*** Opening The data ***

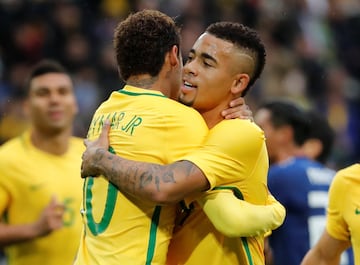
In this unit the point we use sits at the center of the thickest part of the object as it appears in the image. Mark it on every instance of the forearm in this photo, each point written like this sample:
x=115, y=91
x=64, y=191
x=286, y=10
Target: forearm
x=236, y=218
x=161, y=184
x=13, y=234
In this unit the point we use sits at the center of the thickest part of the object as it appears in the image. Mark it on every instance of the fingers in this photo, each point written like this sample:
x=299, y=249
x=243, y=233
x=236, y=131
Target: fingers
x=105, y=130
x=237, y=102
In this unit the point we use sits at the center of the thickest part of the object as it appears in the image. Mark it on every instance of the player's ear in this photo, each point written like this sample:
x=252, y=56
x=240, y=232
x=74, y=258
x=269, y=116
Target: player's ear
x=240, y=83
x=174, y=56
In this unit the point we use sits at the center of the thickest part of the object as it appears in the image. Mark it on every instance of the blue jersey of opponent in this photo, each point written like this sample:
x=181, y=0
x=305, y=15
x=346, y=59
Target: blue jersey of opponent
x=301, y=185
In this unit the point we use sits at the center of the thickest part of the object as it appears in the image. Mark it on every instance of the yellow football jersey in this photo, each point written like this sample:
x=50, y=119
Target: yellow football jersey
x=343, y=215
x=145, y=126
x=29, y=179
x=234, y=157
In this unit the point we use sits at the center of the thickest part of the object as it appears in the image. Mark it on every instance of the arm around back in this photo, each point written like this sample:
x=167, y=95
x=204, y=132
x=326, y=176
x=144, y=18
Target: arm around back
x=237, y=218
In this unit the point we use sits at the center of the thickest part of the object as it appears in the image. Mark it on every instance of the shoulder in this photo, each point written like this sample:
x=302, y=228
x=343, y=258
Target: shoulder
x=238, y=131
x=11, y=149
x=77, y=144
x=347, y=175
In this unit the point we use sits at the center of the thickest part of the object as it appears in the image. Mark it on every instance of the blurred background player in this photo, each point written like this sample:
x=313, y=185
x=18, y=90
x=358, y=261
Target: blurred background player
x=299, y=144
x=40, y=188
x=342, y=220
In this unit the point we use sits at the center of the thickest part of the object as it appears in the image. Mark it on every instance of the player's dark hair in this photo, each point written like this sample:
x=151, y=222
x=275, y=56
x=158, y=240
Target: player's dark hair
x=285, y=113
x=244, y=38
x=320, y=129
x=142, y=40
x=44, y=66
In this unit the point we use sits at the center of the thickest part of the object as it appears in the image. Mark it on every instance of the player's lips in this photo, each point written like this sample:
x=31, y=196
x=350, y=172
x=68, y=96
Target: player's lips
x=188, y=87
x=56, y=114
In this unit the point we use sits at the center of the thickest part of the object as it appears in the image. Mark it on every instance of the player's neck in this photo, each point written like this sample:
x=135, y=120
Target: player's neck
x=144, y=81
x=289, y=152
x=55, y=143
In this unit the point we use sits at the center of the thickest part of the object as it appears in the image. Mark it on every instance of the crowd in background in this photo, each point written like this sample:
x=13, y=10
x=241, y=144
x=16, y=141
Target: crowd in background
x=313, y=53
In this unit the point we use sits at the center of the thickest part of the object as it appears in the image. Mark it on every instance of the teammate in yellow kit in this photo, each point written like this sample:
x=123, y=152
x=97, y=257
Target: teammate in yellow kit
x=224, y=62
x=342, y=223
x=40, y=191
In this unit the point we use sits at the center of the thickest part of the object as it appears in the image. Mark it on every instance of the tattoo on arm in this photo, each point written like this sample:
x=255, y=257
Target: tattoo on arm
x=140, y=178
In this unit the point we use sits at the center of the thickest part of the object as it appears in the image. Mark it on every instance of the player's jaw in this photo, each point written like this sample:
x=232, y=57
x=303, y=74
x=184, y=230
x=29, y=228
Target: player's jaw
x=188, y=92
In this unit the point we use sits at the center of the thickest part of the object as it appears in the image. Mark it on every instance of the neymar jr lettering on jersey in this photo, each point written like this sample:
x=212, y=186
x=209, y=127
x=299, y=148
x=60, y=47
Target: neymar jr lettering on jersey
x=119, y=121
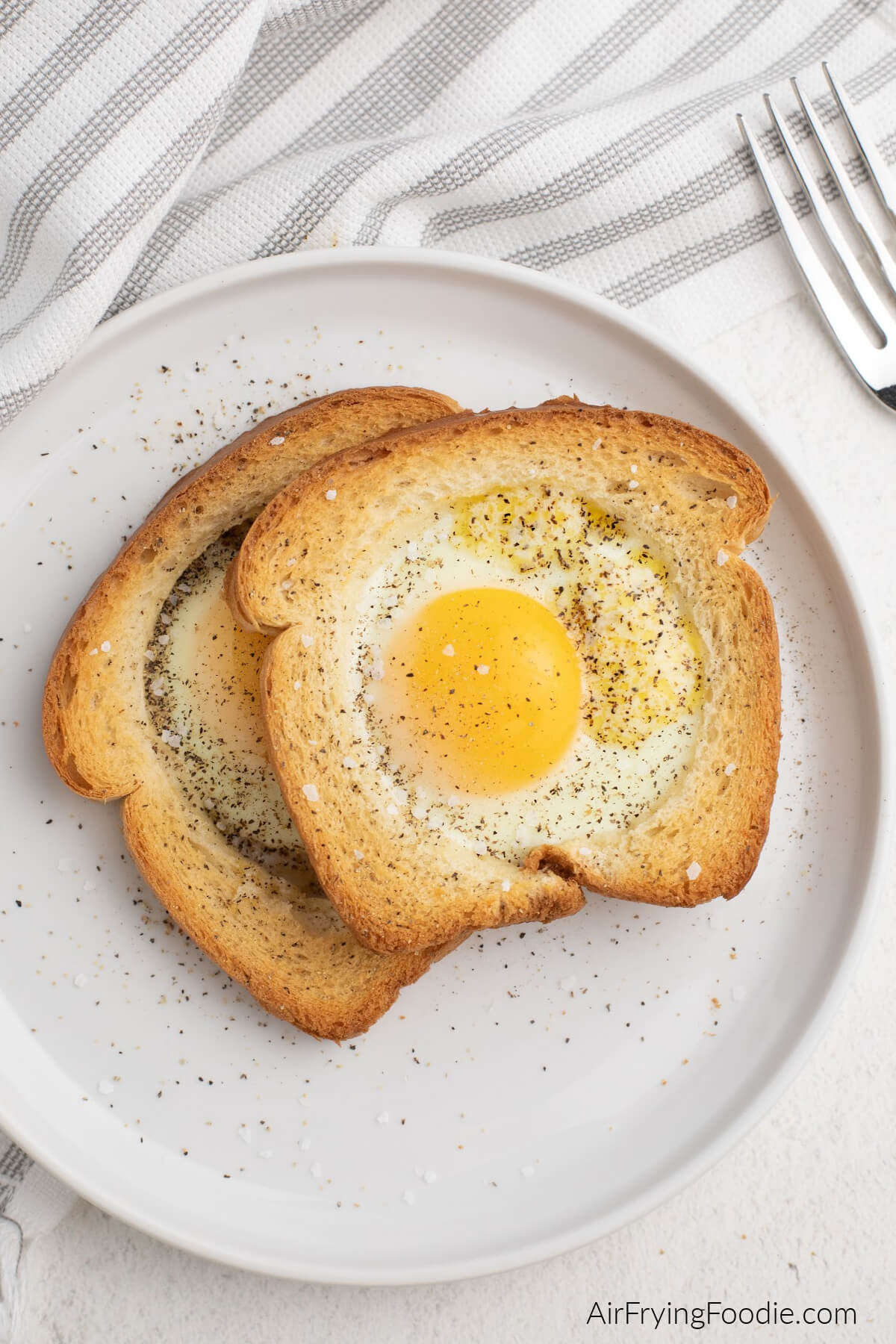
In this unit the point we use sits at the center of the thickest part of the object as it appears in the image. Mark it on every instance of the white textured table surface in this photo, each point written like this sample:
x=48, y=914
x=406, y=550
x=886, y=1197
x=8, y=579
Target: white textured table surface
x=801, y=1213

*** Closing The data ***
*** Opening The data ***

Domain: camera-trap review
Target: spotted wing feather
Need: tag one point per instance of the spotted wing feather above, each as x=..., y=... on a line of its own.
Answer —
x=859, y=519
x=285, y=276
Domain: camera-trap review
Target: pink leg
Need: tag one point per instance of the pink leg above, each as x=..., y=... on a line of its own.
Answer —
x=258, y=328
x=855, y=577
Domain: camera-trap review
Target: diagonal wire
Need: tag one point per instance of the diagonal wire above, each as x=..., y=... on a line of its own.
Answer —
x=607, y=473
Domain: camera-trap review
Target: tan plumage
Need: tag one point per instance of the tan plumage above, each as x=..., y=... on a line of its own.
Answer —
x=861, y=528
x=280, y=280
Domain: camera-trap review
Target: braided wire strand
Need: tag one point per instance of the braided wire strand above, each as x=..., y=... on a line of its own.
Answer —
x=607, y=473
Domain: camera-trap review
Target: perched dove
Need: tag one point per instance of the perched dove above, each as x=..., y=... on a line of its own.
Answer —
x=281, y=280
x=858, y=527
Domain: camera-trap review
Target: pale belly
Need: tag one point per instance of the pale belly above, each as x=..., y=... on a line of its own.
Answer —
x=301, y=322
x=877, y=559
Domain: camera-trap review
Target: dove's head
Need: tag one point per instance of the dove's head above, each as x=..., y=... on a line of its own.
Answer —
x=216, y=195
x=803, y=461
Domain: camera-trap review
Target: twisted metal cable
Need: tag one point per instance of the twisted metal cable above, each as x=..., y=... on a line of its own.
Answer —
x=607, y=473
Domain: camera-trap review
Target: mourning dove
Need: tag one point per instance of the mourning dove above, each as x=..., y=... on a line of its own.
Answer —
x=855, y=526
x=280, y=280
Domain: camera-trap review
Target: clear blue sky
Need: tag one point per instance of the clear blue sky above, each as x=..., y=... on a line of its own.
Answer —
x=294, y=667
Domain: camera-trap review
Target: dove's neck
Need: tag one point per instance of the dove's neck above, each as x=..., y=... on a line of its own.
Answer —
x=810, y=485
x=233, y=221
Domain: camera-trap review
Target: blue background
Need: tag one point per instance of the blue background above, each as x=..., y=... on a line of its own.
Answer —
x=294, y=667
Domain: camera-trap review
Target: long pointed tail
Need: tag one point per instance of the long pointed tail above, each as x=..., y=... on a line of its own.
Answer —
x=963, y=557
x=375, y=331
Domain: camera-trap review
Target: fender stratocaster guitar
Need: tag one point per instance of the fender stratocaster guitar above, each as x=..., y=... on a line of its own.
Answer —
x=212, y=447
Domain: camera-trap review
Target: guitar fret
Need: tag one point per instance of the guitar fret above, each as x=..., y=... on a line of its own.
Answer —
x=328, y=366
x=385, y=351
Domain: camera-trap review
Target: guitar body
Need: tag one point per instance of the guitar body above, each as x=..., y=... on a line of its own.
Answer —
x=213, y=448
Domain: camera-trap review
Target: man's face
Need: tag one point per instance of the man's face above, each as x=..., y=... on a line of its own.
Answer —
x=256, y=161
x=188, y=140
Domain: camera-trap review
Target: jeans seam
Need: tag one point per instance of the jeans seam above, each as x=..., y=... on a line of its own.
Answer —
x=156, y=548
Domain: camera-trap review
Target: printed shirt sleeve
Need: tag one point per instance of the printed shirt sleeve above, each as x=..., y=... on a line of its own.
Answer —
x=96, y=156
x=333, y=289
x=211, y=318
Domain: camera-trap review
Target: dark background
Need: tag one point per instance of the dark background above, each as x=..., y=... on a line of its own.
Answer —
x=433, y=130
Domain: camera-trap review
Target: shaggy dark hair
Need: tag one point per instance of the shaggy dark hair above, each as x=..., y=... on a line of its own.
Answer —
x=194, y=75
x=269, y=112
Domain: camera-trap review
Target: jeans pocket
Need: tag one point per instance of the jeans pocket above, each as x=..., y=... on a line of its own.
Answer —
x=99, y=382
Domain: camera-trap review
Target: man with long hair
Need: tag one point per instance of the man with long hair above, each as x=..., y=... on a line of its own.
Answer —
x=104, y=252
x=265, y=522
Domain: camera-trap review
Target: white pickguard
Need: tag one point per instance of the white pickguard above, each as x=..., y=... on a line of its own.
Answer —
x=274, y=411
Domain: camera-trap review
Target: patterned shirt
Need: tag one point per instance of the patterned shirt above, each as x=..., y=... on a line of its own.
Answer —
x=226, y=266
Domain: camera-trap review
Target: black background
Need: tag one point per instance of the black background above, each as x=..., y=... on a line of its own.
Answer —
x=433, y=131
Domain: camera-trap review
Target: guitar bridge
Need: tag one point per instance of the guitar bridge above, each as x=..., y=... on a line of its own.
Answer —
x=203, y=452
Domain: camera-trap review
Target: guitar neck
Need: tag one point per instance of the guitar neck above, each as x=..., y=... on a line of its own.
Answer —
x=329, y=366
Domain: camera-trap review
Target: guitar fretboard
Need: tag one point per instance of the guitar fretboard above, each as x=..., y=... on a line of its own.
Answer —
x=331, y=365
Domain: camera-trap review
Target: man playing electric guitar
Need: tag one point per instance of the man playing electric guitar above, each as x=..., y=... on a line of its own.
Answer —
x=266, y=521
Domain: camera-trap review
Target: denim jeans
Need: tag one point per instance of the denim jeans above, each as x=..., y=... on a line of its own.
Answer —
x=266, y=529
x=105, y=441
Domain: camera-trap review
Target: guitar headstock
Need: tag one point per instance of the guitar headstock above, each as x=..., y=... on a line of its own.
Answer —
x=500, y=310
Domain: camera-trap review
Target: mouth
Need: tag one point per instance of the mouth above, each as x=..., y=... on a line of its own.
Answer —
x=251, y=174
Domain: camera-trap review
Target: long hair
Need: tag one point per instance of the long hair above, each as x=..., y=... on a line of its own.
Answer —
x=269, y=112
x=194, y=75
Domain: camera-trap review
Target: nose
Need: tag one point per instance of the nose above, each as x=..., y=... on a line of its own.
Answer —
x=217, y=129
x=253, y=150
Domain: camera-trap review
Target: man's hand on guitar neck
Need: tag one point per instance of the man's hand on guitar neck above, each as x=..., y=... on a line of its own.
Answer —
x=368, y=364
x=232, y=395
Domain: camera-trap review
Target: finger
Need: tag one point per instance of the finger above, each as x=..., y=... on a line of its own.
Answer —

*** Closing The data ***

Aim of the exercise: Your task is to restate, word for word, only those lines above that fall between the line holding "of the forearm" and the line holding "x=286, y=10", inclusive.

Problem solution:
In this unit the point we use sits at the center of the thickest part of the object as it appears in the image. Mark it on every instance of the forearm in this photo, each point written like this sample:
x=115, y=91
x=64, y=191
x=286, y=10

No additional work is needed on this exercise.